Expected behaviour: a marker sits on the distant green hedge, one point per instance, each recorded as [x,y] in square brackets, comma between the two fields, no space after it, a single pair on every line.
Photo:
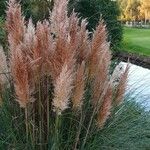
[108,10]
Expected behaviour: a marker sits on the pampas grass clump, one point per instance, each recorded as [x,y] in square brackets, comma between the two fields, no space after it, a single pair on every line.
[60,78]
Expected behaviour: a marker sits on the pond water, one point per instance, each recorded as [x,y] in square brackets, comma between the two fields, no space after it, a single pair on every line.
[139,84]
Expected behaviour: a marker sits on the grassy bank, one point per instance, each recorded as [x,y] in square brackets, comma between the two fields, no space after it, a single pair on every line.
[136,41]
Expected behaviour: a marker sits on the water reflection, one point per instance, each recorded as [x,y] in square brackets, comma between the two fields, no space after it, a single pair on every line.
[139,84]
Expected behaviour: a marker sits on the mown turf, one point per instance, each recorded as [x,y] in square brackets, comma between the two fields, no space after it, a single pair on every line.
[136,41]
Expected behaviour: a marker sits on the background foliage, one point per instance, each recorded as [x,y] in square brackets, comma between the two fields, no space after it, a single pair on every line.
[106,9]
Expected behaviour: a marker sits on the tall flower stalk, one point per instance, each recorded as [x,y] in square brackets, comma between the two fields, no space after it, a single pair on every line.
[61,76]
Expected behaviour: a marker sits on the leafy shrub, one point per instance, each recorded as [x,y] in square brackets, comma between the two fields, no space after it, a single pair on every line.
[93,10]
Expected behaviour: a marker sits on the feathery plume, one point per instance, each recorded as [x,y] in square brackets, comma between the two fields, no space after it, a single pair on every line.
[79,85]
[15,24]
[105,108]
[63,89]
[3,68]
[21,76]
[59,19]
[120,89]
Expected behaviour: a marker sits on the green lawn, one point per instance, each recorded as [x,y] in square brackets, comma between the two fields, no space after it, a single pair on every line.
[136,41]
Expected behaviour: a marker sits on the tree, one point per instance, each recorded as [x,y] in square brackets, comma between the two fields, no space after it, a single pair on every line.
[132,10]
[108,10]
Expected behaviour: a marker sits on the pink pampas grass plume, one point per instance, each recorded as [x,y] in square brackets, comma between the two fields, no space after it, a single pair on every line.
[21,76]
[63,90]
[79,87]
[3,68]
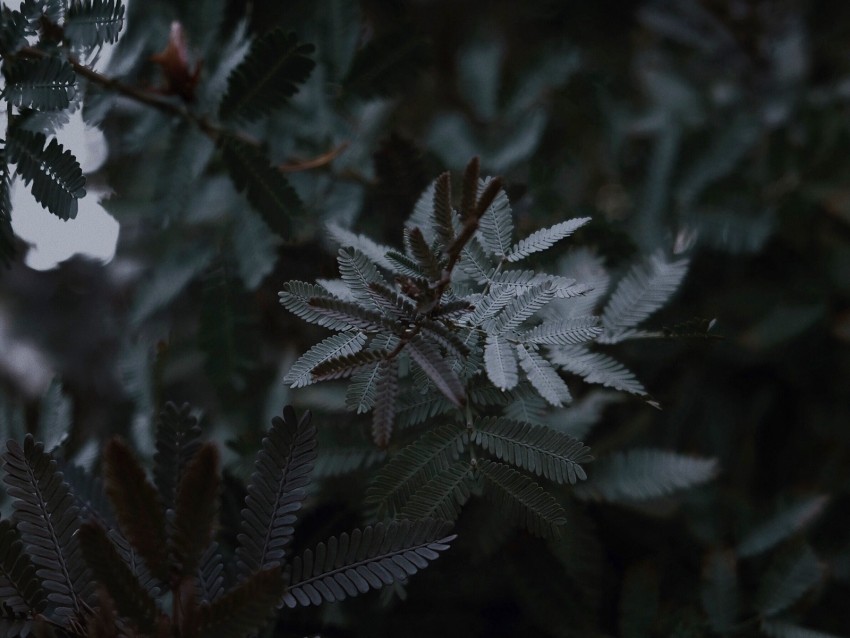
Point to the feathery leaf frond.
(56, 177)
(545, 238)
(441, 497)
(265, 187)
(43, 84)
(644, 289)
(268, 76)
(523, 499)
(643, 474)
(414, 466)
(432, 363)
(47, 520)
(535, 448)
(335, 346)
(276, 492)
(543, 376)
(131, 600)
(91, 23)
(353, 564)
(137, 505)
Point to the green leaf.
(596, 367)
(385, 402)
(47, 521)
(534, 448)
(573, 331)
(276, 492)
(353, 564)
(543, 377)
(545, 238)
(784, 524)
(387, 64)
(644, 474)
(245, 608)
(265, 187)
(790, 577)
(131, 600)
(644, 289)
(412, 467)
(433, 364)
(7, 234)
(500, 361)
(523, 499)
(268, 76)
(496, 227)
(56, 178)
(719, 591)
(195, 511)
(20, 587)
(92, 23)
(138, 507)
(339, 345)
(442, 496)
(43, 84)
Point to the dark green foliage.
(57, 181)
(268, 76)
(43, 84)
(86, 577)
(264, 186)
(91, 23)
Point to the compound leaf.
(268, 76)
(370, 559)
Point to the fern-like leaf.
(43, 84)
(572, 331)
(543, 376)
(596, 367)
(91, 23)
(177, 433)
(56, 177)
(644, 289)
(265, 187)
(644, 474)
(545, 238)
(413, 467)
(788, 579)
(535, 448)
(296, 297)
(500, 362)
(20, 587)
(138, 507)
(523, 499)
(786, 523)
(7, 234)
(338, 345)
(496, 226)
(385, 402)
(432, 363)
(195, 511)
(353, 564)
(268, 76)
(47, 521)
(130, 598)
(441, 497)
(276, 492)
(245, 608)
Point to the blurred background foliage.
(718, 123)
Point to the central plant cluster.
(415, 347)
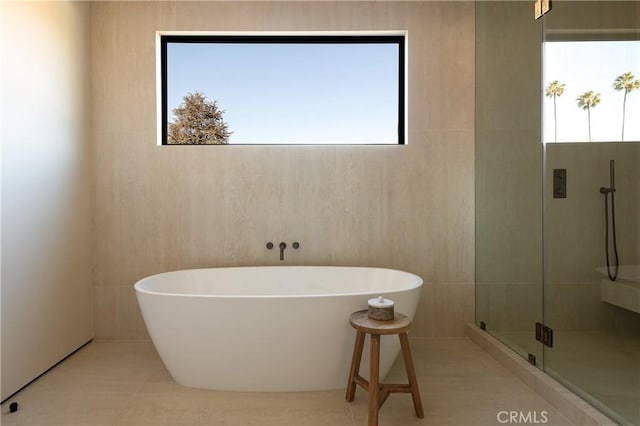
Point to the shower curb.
(574, 408)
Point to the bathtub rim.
(416, 282)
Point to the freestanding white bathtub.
(267, 329)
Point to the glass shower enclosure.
(558, 193)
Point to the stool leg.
(411, 374)
(374, 380)
(355, 365)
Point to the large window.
(592, 91)
(283, 89)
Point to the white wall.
(46, 187)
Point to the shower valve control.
(559, 183)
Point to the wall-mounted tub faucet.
(283, 246)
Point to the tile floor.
(113, 383)
(604, 365)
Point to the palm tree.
(587, 101)
(555, 89)
(627, 83)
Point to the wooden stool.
(379, 392)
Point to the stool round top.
(399, 324)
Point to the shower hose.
(613, 276)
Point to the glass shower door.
(509, 175)
(591, 134)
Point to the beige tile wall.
(46, 187)
(164, 208)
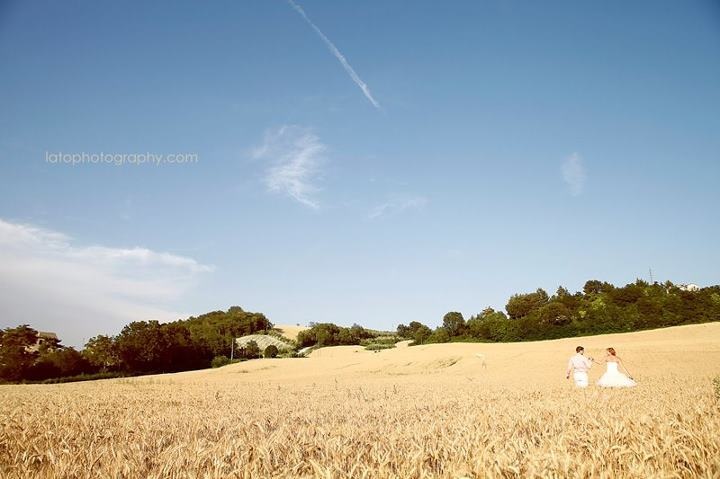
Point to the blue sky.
(512, 145)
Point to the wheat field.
(449, 410)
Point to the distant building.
(689, 287)
(43, 338)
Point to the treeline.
(599, 308)
(142, 347)
(329, 334)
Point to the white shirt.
(579, 363)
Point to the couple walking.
(579, 365)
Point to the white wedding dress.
(614, 378)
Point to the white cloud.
(341, 58)
(397, 205)
(573, 173)
(295, 155)
(50, 282)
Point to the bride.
(613, 378)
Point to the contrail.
(358, 81)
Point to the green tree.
(100, 351)
(16, 358)
(454, 323)
(520, 305)
(271, 351)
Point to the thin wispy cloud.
(295, 155)
(573, 173)
(50, 281)
(341, 58)
(396, 206)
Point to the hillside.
(263, 341)
(652, 353)
(424, 411)
(290, 331)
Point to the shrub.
(219, 361)
(271, 351)
(379, 346)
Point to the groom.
(579, 366)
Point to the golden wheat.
(425, 411)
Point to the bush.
(379, 346)
(219, 361)
(271, 351)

··········

Description of the task: Only the lines from the one containing "Point to the groom." through the last line of the entries above should be copied, exactly as written.

Task answer:
Point to the groom.
(579, 366)
Point to the golden wheat.
(425, 411)
Point to the bush.
(379, 346)
(219, 361)
(271, 351)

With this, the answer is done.